Description of the task:
Continue the article on UK consumer spending expectations for Christmas 2021, picking up after its last sentence.

Quoted passage:
-------

Consumer spending expectations - Christmas 2021
Consumers appear cautious about spending this Christmas, with few expecting to spend more than last year, despite having fewer covid-19 restrictions in place.
The pandemic has accelerated a shift towards online shopping, but the majority of consumers still expect to do at least some of their Christmas shopping in-store this year.
Convenience is the most common reason given for shopping more online, but in-store shoppers like being able to physically see and feel products before they buy.
Despite lighter restrictions, most consumers are not expecting to spend more this Christmas
2021 marks another unique Christmas for UK consumers. There are far fewer covid-19 restrictions in place across most of the country, but uncertainty still remains over high case rates and virus variants emerging. Furthermore, consumers face high inflation rates expected to continue into the new year, and retailers warn of possible shortages over the Christmas period. Two-fifths of consumers told us that they are worried about the cost of Christmas this year.

-------

Data extracts:
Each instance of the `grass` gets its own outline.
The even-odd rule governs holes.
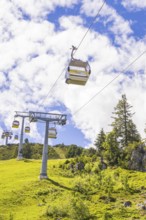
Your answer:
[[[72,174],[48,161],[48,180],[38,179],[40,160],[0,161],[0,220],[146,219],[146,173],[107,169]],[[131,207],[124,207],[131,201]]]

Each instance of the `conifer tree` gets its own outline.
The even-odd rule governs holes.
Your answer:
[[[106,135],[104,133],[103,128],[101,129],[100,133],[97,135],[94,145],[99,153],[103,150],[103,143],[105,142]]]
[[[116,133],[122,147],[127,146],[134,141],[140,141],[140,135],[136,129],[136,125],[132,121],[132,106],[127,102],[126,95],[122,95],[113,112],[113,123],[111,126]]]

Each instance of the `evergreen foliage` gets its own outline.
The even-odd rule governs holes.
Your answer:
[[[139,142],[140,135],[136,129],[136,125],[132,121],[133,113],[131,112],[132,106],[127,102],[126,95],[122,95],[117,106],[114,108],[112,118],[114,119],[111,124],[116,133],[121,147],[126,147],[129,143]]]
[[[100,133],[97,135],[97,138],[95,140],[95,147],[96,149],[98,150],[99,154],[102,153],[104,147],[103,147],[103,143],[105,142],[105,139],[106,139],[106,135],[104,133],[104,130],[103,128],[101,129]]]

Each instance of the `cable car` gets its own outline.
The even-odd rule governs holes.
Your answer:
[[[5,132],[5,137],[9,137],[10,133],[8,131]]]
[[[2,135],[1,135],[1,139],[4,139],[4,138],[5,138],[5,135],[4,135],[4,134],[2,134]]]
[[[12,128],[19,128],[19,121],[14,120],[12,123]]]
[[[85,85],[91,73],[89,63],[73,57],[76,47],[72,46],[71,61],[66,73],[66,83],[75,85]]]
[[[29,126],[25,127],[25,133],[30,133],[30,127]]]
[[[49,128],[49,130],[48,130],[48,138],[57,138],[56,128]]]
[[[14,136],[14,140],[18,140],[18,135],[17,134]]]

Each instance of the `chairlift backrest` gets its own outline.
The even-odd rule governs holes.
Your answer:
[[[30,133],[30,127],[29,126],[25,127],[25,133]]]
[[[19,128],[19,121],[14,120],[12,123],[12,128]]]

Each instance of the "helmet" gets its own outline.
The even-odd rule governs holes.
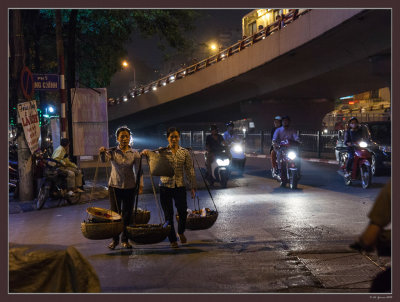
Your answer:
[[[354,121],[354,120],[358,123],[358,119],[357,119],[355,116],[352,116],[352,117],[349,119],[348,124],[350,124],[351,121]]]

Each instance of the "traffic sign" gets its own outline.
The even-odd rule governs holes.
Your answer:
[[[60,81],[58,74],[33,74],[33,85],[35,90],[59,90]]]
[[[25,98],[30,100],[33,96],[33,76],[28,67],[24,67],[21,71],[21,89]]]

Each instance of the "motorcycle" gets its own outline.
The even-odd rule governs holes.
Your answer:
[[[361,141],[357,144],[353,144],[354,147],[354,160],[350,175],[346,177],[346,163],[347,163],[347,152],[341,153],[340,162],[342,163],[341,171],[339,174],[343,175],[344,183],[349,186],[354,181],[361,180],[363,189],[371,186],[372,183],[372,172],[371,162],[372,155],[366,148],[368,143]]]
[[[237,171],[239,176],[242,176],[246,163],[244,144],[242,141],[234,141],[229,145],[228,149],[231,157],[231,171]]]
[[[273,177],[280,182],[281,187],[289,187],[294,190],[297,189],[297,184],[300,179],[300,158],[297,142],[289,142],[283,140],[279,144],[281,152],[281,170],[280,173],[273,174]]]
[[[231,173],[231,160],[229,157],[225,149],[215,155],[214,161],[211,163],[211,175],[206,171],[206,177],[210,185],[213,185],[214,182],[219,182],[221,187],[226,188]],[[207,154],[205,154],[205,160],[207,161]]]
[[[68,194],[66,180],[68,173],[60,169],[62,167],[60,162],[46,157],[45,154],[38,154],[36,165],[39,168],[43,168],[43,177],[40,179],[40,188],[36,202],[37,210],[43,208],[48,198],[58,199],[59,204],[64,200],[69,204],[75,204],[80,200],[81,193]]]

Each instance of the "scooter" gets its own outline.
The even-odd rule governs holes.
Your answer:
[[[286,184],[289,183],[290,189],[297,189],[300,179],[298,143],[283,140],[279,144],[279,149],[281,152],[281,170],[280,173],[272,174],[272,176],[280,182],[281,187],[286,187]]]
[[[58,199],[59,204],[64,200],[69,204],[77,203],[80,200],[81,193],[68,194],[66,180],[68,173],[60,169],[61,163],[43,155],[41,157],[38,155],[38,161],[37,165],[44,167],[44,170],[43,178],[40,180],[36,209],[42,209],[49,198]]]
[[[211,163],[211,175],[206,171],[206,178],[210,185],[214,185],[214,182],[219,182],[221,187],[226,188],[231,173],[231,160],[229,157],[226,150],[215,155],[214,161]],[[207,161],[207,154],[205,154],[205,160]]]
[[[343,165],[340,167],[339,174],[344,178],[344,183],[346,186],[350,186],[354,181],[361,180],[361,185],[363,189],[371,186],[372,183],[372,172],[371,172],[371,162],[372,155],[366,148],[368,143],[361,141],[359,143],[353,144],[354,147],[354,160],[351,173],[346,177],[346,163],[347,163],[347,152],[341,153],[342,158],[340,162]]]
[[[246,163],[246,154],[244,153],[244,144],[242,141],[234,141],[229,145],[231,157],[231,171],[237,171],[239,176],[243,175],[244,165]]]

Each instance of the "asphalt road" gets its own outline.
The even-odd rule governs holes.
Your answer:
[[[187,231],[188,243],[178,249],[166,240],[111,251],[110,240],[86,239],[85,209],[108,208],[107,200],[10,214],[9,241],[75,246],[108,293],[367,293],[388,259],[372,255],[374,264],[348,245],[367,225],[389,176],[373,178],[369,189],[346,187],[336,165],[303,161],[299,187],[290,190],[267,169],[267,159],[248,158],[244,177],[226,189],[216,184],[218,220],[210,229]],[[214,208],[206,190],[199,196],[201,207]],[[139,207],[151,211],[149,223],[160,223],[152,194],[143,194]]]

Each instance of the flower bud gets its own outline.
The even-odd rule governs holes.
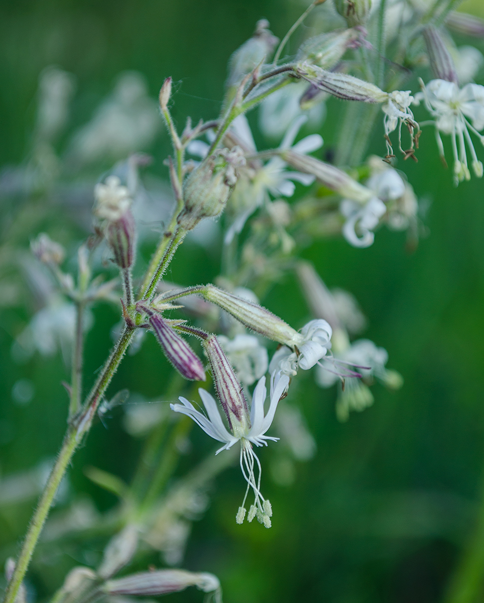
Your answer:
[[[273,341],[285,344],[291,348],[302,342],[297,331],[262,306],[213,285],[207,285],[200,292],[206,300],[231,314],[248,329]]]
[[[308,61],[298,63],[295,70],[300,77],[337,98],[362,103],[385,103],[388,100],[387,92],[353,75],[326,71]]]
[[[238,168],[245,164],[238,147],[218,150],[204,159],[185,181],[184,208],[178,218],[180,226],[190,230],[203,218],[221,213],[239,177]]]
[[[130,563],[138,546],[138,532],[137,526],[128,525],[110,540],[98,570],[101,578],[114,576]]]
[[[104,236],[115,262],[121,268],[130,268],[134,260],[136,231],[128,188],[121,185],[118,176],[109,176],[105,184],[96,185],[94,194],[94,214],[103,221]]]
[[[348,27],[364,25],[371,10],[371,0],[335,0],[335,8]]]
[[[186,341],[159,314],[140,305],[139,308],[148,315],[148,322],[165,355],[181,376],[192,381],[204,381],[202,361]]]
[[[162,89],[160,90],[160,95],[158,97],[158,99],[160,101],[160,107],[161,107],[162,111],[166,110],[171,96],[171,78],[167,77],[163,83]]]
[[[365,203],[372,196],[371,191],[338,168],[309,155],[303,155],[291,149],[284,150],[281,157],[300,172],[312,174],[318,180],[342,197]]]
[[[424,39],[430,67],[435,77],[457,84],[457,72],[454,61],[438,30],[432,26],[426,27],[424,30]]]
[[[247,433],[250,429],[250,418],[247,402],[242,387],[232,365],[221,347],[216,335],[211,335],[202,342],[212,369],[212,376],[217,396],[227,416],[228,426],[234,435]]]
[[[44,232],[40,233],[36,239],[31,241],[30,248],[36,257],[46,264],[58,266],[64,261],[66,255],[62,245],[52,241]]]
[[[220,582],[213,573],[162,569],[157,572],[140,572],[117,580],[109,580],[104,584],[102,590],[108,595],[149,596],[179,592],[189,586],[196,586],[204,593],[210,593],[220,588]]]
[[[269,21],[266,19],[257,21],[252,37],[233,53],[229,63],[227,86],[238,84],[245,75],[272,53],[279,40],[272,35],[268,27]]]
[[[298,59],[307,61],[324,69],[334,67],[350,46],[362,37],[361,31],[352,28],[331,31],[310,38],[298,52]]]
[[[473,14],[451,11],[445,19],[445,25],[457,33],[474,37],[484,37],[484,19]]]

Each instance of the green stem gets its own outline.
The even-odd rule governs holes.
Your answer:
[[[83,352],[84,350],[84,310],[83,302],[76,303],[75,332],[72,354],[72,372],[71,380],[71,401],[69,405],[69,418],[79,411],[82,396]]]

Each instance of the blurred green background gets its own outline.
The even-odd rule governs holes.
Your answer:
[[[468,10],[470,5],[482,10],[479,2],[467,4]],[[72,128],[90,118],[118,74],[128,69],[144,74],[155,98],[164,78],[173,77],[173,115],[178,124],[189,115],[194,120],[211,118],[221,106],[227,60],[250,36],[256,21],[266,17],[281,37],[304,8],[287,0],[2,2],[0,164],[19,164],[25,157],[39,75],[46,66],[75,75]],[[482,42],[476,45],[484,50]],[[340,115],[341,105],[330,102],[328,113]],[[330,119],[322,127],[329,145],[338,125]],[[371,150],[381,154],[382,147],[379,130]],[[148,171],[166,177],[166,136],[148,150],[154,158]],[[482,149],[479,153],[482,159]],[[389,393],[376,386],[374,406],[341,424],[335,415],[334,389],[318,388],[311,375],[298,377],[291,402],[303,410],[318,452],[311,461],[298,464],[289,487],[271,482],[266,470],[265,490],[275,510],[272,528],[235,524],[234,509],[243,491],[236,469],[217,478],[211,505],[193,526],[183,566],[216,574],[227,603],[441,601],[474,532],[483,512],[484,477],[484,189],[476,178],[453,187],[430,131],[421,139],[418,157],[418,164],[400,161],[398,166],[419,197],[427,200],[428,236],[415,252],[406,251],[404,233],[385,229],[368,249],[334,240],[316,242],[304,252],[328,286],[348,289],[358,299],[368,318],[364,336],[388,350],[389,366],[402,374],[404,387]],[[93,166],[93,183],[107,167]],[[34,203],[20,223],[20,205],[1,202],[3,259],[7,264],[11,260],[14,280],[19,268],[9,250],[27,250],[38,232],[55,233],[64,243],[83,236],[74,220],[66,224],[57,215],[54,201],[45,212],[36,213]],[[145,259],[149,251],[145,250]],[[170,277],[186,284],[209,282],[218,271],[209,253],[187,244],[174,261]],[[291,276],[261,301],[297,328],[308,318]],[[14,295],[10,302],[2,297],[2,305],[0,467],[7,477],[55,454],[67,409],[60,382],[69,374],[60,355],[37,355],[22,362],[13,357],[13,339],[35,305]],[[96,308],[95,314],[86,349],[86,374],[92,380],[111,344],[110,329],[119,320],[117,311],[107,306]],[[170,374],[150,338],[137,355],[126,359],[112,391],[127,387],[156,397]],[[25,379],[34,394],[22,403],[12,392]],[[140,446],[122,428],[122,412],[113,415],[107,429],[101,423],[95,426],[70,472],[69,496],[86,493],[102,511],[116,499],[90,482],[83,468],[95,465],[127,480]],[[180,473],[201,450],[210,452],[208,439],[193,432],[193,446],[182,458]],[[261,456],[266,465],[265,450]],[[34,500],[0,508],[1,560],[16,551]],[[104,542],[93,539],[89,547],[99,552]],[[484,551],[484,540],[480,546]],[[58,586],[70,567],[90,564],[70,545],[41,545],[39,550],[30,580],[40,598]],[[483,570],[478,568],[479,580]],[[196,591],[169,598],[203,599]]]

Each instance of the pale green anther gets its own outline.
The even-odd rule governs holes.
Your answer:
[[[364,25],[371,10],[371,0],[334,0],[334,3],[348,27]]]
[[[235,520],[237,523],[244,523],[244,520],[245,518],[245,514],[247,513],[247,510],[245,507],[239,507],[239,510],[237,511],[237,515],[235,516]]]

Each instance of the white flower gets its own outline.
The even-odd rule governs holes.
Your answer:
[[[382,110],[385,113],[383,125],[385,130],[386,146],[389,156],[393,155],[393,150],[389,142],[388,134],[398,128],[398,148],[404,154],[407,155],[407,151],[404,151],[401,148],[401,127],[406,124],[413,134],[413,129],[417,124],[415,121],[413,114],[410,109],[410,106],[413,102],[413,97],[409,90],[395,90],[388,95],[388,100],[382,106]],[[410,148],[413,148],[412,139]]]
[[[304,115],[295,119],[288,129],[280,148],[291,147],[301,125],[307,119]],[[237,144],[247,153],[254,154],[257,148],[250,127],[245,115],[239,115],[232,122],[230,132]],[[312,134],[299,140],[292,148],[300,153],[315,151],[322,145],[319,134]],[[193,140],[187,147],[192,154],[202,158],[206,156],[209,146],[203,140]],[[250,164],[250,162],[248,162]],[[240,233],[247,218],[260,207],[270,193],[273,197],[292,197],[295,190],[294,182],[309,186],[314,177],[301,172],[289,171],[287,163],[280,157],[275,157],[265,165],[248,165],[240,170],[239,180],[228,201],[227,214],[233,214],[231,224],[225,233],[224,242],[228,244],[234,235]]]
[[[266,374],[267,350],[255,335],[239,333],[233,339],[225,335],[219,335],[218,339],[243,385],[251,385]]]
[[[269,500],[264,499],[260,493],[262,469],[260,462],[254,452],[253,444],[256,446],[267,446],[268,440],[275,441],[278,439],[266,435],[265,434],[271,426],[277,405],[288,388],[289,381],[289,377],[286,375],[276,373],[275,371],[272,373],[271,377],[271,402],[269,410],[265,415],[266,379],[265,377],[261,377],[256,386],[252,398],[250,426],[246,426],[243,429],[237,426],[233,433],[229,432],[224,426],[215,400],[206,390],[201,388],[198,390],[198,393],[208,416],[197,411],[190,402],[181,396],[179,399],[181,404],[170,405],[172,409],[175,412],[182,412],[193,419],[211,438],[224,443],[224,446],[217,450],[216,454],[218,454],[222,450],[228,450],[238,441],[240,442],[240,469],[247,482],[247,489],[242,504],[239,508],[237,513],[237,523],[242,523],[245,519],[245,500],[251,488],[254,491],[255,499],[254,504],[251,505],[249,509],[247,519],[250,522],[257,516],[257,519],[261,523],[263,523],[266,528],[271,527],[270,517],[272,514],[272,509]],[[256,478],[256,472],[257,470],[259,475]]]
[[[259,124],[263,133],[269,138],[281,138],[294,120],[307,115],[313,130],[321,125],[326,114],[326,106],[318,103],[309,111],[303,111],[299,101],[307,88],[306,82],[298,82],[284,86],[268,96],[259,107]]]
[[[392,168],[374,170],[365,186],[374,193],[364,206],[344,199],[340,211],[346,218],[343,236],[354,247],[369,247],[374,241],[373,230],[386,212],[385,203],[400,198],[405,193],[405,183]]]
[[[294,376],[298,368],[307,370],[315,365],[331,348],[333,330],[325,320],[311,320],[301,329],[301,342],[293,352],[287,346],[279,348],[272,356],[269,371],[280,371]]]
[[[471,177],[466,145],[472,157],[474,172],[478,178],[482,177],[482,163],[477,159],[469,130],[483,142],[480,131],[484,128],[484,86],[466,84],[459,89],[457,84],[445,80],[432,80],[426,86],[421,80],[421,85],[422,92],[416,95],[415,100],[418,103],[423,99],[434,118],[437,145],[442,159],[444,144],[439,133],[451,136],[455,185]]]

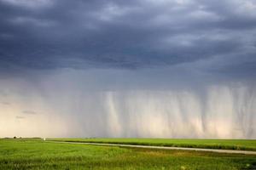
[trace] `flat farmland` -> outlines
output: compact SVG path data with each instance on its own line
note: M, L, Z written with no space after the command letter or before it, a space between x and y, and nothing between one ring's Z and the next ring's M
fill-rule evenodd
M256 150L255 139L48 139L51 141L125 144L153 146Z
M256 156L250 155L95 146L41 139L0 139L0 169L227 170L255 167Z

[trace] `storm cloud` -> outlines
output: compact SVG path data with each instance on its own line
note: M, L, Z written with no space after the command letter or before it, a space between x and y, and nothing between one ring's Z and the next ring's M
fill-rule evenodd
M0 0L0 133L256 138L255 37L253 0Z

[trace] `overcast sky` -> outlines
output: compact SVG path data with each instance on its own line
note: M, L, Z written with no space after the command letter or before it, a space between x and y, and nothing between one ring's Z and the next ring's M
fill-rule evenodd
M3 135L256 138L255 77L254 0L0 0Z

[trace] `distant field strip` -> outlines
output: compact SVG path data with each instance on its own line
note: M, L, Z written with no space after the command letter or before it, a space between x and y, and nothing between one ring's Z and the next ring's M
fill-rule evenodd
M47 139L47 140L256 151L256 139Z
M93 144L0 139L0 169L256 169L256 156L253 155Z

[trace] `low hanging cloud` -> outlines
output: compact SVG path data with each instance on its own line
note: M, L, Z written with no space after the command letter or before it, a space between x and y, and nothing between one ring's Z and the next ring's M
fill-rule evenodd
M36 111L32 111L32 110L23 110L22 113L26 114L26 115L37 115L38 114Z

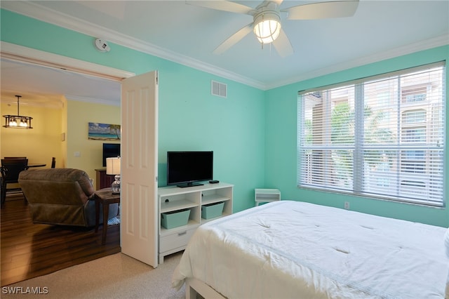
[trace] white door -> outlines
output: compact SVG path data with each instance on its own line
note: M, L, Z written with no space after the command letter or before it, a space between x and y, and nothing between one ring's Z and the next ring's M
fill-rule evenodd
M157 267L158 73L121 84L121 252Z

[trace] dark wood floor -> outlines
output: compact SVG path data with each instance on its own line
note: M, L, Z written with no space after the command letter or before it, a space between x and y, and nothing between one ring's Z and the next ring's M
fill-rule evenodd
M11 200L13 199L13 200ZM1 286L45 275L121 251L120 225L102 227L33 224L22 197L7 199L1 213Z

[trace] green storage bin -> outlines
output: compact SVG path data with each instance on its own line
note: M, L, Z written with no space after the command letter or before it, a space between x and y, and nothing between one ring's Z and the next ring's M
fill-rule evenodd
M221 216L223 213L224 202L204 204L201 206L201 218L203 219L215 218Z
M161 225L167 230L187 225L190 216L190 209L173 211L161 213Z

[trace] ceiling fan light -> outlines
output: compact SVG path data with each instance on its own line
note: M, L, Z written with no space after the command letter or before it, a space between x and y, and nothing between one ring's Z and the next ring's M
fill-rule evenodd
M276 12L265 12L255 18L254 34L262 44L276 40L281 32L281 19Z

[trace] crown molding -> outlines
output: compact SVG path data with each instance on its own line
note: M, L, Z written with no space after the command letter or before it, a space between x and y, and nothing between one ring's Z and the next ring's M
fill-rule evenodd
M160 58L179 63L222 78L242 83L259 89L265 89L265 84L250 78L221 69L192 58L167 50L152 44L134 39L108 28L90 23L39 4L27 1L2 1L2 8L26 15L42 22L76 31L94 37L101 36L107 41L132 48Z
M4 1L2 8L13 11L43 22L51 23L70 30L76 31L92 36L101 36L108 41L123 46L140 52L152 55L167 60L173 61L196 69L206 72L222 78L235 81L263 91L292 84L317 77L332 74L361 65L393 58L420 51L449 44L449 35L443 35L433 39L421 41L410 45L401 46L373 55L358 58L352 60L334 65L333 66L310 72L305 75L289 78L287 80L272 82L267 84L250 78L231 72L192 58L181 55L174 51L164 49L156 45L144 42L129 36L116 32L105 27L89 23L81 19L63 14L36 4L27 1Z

-------

Output of the exercise:
Overall, this casts doubt over the extent to which this year will mark a return to a more ‘normal’ Christmas. Last year we reported on the expectations of many consumers to spend less on Christmas amid the pandemic. This year, we might expect consumers to spend more amid lighter restrictions.
However, this is not borne out in the data. In our survey, an equal proportion of consumers said they expect to spend less as expect to spend more on Christmas this year, at a quarter each. The plurality (44%) expect to spend around the same. Spending expectations could decline further if inflation continues to rise and fears over the Omicron variant of coronavirus lead to cancellations of Christmas celebrations.
Online shopping is popular, but a significant proportion still expect to do much of their Christmas shopping in-store
Beyond spending levels, the covid-19 pandemic also impacted on how consumers shopped, accelerating the shift towards more online shopping. ONS data shows that the proportion of retail sales made online increased rapidly in 2020, on top of an already upward trend.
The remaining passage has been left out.